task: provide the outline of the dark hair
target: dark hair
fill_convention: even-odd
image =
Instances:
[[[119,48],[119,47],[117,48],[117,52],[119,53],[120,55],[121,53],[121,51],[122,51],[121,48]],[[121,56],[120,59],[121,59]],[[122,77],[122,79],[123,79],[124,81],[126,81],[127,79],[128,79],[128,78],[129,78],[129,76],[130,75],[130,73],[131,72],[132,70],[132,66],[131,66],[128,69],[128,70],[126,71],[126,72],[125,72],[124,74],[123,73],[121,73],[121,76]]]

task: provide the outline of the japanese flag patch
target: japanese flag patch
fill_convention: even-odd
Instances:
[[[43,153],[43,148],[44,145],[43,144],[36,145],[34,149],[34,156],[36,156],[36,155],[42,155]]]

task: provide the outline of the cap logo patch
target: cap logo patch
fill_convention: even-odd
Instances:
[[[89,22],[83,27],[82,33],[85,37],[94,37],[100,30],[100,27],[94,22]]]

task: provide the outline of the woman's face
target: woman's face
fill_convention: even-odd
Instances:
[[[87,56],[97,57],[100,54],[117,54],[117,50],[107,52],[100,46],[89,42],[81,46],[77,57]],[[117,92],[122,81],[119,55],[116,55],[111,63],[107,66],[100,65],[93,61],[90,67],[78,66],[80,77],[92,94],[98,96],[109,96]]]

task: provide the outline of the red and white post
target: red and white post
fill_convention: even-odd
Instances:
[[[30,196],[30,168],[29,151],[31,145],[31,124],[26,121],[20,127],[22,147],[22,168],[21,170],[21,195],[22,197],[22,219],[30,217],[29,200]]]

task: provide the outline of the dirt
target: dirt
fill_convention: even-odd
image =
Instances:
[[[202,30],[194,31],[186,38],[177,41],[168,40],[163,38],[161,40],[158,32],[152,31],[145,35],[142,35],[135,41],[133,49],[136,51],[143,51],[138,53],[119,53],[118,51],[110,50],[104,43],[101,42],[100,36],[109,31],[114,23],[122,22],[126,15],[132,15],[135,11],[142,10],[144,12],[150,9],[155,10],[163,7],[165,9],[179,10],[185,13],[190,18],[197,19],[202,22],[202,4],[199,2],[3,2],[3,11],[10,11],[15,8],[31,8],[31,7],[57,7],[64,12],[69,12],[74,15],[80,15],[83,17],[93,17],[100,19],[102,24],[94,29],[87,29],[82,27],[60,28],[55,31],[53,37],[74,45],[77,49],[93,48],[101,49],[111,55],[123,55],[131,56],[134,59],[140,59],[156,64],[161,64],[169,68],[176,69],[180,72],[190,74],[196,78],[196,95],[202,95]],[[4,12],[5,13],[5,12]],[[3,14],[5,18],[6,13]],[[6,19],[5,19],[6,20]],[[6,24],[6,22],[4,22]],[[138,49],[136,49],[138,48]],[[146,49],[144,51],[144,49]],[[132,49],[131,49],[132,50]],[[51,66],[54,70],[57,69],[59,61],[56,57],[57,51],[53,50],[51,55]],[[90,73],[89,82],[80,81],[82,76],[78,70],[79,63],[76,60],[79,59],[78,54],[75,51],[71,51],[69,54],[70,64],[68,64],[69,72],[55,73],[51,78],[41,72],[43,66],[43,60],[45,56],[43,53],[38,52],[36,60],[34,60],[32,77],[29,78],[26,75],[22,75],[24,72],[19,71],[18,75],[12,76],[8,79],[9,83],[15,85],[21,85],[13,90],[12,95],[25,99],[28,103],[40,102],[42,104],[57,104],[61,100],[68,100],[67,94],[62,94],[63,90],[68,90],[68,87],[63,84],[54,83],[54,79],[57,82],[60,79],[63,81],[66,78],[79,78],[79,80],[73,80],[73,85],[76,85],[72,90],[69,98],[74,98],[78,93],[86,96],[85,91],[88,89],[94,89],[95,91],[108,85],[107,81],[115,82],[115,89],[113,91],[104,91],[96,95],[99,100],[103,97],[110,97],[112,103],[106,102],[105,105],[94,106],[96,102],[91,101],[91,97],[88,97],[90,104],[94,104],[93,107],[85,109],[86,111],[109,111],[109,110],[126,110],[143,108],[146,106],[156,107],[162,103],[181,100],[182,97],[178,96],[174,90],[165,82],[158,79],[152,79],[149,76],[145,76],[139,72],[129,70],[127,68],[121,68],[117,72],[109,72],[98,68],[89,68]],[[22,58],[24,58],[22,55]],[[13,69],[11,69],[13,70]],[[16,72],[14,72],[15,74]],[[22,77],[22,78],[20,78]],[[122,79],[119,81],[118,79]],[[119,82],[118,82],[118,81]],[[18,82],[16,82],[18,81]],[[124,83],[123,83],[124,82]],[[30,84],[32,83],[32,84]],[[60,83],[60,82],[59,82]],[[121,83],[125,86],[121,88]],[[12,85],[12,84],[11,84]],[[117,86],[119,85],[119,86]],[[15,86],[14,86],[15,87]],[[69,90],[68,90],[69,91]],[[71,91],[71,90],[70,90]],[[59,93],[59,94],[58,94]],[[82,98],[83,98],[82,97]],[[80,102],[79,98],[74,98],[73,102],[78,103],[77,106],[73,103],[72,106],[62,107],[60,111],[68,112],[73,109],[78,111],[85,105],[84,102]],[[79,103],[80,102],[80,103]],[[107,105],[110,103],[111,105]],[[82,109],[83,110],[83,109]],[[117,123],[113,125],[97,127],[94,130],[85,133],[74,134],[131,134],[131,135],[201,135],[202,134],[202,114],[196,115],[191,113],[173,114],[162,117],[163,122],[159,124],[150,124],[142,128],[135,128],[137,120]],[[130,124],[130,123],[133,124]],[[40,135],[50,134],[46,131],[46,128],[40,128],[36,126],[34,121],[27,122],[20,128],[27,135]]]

####################

◆ WRITTEN INSTRUCTION
Which lines of the listing above contain the word "task"? Gather every one of them and copy it out, matching case exactly.

◆ SOLUTION BELOW
task: provide the outline of the dark hair
task: provide the outline of the japanese flag patch
task: provide the outline of the cap logo patch
task: provide the outline of the woman's face
task: provide the outline of the red and white post
task: provide the outline of the dirt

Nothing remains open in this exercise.